#### WRITTEN EXERCISE 1
In the commentary on Aristotle's Physics, what does the Philosopher show after establishing that no local motion other than circular motion can be continuous?
Start of SOURCE
Commentary on Aristotle's Physics
LECTURE 10 (188 a 19-189 a 10)
LECTURE 12 (189 b 30-190 b 15)
LECTURE 13 (190 b 16-191 a 22)
LECTURE 10 (197 a 36-198 a 21)
LECTURE 13 (198 b 34-199 a 33)
LECTURE 11 (206 b 33-207 a 31)
LECTURE 10 (213 b 30-214 b 11)
LECTURE 11 (214 b 12-215 a 23)
LECTURE 12 (215 a 24-216 a 26)
LECTURE 13 (216 a 27-216 b 20)
LECTURE 14 (216 b 21-217 b 28)
LECTURE 15 (217 b 29-218 a 30)
LECTURE 22 (222 b 16-223 a 15)
LECTURE 23 (223 a 16-224 a 16)
LECTURE 10 (230 a 19-231 a 18)
LECTURE 12 (258 b 10-259 a 21)
LECTURE 13 (259 a 22-260 a 19)
LECTURE 14 (260 a 20-261 a 27)
HE SHOWS WITH PROPER PROOFS THAT CIRCULAR MOTION CAN BE CONTINUOUS AND THAT CIRCULAR MOTION IS THE FIRST MOTION
1129. After the Philosopher has shown that no local motion other than circular motion can be continuous, he shows here that circular motion can be continuous and that it is the first motion.
He proves this first with proper arguments, and secondly, with common and logical arguments, where he says, 'Moreover the result . . .' (265 a 28).
Concerning the first part he makes two points. First he shows that circular motion is continuous. Secondly, where he says, 'It can now be shown . . .' (265 a 13), he shows that circular motion is the first motion.
Concerning the first part he makes two points. First he gives two arguments to show that circular motion can be continuous. Secondly, where he says, 'This differentiation . . .' (264 b 29), he concludes from these same arguments that no other motion can be continuous.
1130. His first proof that circular motion is continuous and one is as follows.
End of SOURCE
Start of EXERCISE MATERIAL
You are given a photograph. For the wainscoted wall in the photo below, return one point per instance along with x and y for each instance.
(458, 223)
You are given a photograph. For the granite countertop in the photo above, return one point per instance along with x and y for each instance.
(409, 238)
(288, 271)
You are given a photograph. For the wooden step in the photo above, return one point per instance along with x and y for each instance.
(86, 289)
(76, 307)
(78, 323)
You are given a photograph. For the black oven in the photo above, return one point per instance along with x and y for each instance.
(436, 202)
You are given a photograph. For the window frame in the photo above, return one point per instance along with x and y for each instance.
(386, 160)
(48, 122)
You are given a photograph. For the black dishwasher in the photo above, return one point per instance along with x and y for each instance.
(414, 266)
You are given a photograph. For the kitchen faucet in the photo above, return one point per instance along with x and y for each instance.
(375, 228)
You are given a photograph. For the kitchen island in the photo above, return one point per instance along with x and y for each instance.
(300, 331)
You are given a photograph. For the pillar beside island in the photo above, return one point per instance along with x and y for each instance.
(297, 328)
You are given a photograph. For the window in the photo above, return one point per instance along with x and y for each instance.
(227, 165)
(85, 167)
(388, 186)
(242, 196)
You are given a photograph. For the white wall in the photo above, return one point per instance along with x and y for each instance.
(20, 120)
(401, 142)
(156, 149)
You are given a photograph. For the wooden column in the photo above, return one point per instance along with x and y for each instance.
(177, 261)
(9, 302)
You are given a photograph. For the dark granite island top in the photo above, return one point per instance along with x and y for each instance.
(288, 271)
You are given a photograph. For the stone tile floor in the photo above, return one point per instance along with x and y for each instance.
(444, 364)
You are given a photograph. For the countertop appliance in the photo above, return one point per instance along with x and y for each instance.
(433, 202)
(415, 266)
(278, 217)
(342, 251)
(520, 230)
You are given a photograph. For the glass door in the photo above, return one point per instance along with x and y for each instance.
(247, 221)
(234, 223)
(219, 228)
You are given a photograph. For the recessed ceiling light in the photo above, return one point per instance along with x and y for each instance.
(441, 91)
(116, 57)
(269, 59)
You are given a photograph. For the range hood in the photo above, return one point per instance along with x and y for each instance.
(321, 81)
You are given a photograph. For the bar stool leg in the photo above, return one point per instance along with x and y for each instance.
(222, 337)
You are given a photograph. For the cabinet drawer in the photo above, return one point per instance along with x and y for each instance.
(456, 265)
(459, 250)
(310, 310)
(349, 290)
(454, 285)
End of EXERCISE MATERIAL
#### WRITTEN EXERCISE 2
Render the part of the entries that opens with the line containing "You are given a photograph. For the glass" and runs through the end of the entries as a JSON list of strings, one string per line and no strings for blank lines.

#### EXERCISE RESULT 1
He shows that circular motion can be continuous and that it is the first motion.

#### EXERCISE RESULT 2
[
  "You are given a photograph. For the glass door in the photo above, return one point per instance along with x and y for each instance.",
  "(247, 221)",
  "(234, 223)",
  "(219, 228)",
  "You are given a photograph. For the recessed ceiling light in the photo above, return one point per instance along with x and y for each instance.",
  "(441, 91)",
  "(116, 57)",
  "(269, 59)",
  "You are given a photograph. For the range hood in the photo above, return one point per instance along with x and y for each instance.",
  "(321, 81)",
  "You are given a photograph. For the bar stool leg in the photo above, return one point per instance along with x and y for each instance.",
  "(222, 337)",
  "You are given a photograph. For the cabinet drawer in the photo above, return one point per instance along with x and y for each instance.",
  "(456, 265)",
  "(459, 250)",
  "(310, 310)",
  "(349, 290)",
  "(454, 285)"
]